▶ [BRIEF]: Update the data below by replacing every occurrence of "photo" with "image" and leaving all other wording unchanged. Reproduce all of the data with that change, but omit the pictures.

▶ [MATERIAL TO PROCESS]:
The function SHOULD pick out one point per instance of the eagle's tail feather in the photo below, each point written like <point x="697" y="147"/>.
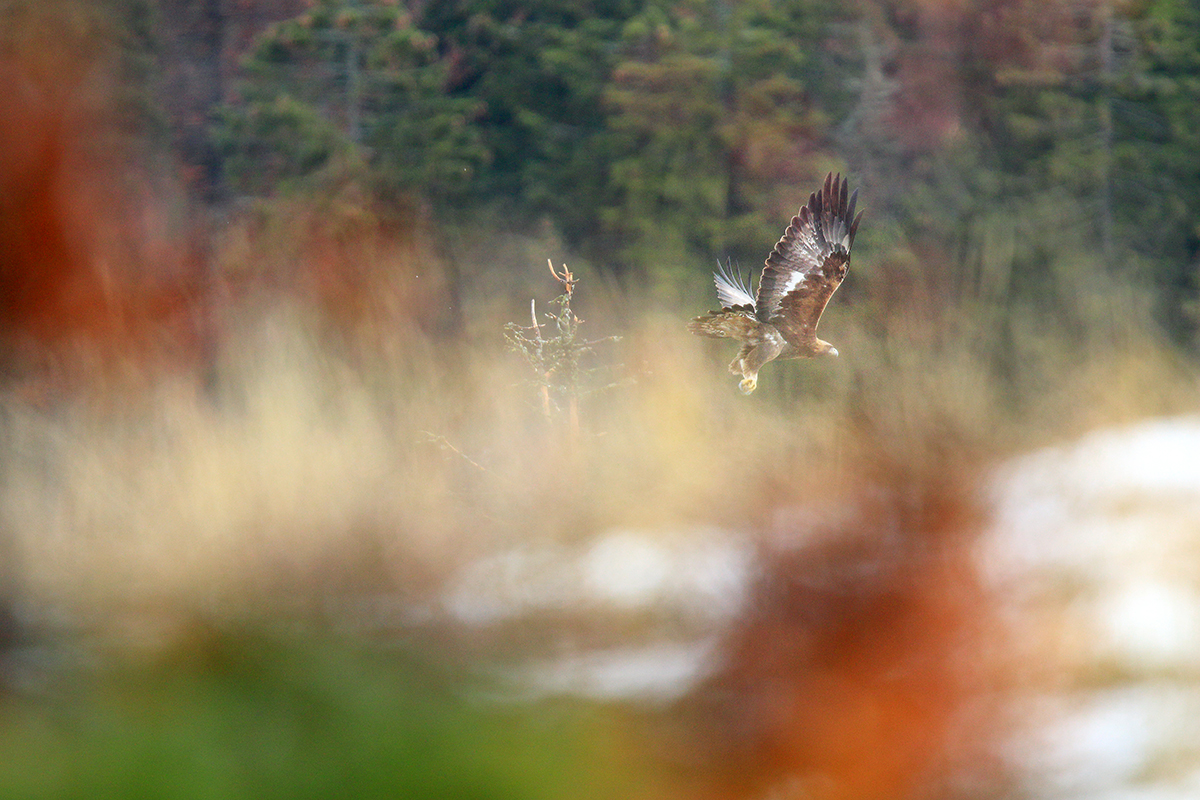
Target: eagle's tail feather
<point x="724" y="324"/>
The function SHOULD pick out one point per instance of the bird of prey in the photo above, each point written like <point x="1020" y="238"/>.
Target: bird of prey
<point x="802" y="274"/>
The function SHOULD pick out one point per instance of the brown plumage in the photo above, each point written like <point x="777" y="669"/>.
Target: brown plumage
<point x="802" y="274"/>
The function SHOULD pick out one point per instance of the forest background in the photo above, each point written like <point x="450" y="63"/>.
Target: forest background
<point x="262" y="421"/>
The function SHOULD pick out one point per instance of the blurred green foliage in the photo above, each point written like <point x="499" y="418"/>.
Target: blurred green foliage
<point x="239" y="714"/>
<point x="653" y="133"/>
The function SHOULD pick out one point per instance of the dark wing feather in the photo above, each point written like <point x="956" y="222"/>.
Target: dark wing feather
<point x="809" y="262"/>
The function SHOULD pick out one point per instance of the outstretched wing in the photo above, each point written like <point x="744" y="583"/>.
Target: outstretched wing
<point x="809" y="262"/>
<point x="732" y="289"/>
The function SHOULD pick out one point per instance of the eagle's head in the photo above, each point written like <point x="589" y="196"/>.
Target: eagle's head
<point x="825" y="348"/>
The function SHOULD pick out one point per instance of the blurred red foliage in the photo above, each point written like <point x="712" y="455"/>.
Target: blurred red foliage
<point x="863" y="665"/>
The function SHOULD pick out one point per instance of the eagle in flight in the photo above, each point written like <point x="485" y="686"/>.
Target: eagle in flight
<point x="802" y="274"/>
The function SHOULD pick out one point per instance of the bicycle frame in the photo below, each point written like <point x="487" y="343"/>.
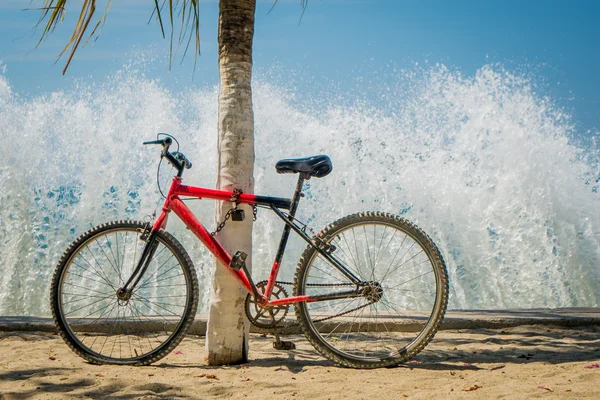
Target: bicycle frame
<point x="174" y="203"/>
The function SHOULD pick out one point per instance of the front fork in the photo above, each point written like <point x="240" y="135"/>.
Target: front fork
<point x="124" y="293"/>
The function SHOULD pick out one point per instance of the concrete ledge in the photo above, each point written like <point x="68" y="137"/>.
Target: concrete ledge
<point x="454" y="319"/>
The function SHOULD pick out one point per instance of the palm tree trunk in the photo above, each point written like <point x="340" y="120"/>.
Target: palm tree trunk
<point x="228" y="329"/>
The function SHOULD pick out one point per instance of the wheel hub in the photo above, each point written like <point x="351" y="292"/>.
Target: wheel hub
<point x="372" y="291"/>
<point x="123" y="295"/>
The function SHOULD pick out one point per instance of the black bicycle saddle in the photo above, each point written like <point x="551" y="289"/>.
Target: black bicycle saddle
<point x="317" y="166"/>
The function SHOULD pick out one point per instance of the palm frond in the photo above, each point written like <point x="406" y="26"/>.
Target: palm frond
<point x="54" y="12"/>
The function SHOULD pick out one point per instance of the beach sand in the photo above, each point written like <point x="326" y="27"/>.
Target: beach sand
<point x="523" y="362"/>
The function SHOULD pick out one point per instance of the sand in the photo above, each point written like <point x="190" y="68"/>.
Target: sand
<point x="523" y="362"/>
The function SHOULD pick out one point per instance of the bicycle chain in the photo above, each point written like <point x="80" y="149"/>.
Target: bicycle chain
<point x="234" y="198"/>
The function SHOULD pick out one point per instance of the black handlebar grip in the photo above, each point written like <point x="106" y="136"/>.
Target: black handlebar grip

▶ [FULL ANSWER]:
The function SHOULD pick out one point per instance of the eagle's tail feather in the image below, each point written like <point x="697" y="147"/>.
Target: eagle's tail feather
<point x="724" y="324"/>
The function SHOULD pick out one point per instance of the bird of prey in the image above, each point written like <point x="1020" y="238"/>.
Target: bird of prey
<point x="802" y="274"/>
The function SHOULD pick out one point per instance of the brown plumage in the image above, each point written like <point x="777" y="669"/>.
Target: brown plumage
<point x="802" y="274"/>
The function SHOULD pick out one point per instance of the forest background in the image above, each point written like <point x="450" y="63"/>.
Target: forest background
<point x="262" y="421"/>
The function SHOULD pick out one point per instance of the blurred green foliage in the image above, each point written like <point x="499" y="418"/>.
Target: blurred green foliage
<point x="239" y="714"/>
<point x="653" y="133"/>
The function SHOULD pick out one point per instance of the dark wing feather in the image above, each point written like <point x="956" y="222"/>.
Target: dark wing feather
<point x="809" y="262"/>
The function SHOULD pick out one point per instance of the outstretched wing in the image above, each point written like <point x="744" y="583"/>.
Target: outstretched wing
<point x="809" y="262"/>
<point x="732" y="289"/>
The function SHOULD pick out one point per instance of the eagle's head in the image above, each point written like <point x="589" y="196"/>.
Target: eagle's head
<point x="825" y="348"/>
The function SHOULD pick out one point per instance of the blurred red foliage in the image above, each point written like <point x="712" y="455"/>.
Target: blurred red foliage
<point x="863" y="665"/>
The function SHOULD pick out one point per instance of the eagle in flight in the image above, each point written like <point x="485" y="686"/>.
Target: eagle in flight
<point x="802" y="274"/>
The function SHOULD pick out one point per instance of the bicycle frame in the image below, each point written like <point x="487" y="343"/>.
Target: bicycle frame
<point x="174" y="203"/>
The function SHOULD pick out one point per instance of the front fork in the image above, each point written like <point x="240" y="135"/>.
Target: front fork
<point x="124" y="293"/>
The function SHOULD pick out one point per instance of the concrete ledge in the image above, each point written like <point x="68" y="137"/>.
Target: concrete ledge
<point x="454" y="319"/>
The function SHOULD pick out one point per instance of the palm tree trunk in the image above, each point written like <point x="340" y="120"/>.
Target: palm tree trunk
<point x="228" y="329"/>
The function SHOULD pick out one point per instance of the wheel hub in the image above, each point written like <point x="351" y="292"/>.
Target: wheel hub
<point x="372" y="291"/>
<point x="123" y="295"/>
The function SHOULD pick out one point per instance of the black bicycle saddle in the image above, each point written like <point x="551" y="289"/>.
Target: black bicycle saddle
<point x="317" y="166"/>
The function SHOULD pick out one point per instance of the palm frond in the image above, each point written like <point x="406" y="26"/>.
Target: palm frond
<point x="54" y="12"/>
The function SHOULD pick out one point per instance of the beach sand in the image above, each point written like <point x="326" y="27"/>.
Target: beach sand
<point x="523" y="362"/>
The function SHOULD pick out one point per instance of the sand in the image above, each point written like <point x="190" y="68"/>.
Target: sand
<point x="523" y="362"/>
The function SHOULD pick out one point per instance of the bicycle chain in the image above, each point written like <point x="80" y="149"/>.
Target: bicycle chain
<point x="234" y="198"/>
The function SHOULD pick out one point per instance of the black handlebar grip in the image above, each point written like <point x="106" y="136"/>.
Target: black handlebar grip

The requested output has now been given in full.